══ Data shown ══
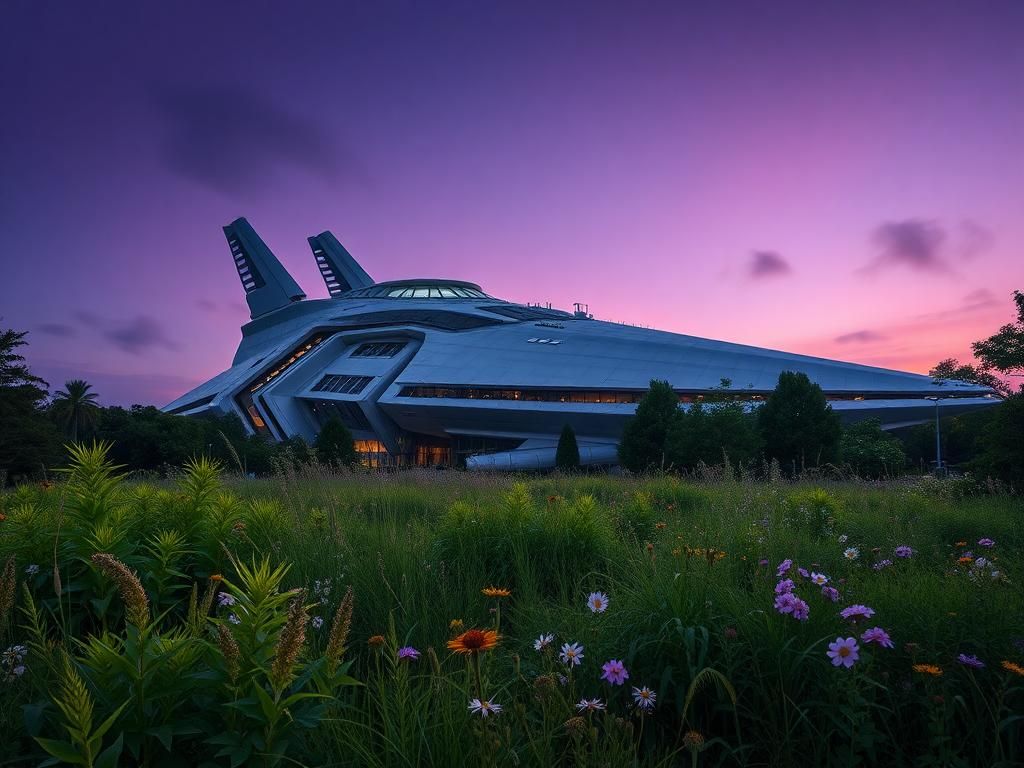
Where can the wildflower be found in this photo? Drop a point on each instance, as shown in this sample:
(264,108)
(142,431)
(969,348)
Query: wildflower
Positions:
═══
Copy all of the material above word for word, omitting the pictures.

Where can the wildflower be found in this photo? Drop a point on each instance, as shown in this sample:
(264,108)
(142,431)
(969,348)
Query: wildflower
Positions:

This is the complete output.